Convert the data below to a two-column CSV with the headers "prompt" and "points". Each request gets one row holding its text and its answer, each in its own quoted field, with line breaks replaced by spaces.

_TASK INPUTS_.
========

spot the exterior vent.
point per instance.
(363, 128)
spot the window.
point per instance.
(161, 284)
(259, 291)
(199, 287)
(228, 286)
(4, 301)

========

_ANSWER TO THE EXERCISE_.
prompt,points
"spot the exterior vent. point per instance.","(363, 128)"
"spot the window. point per instance.","(161, 284) (259, 291) (199, 287) (228, 286) (4, 301)"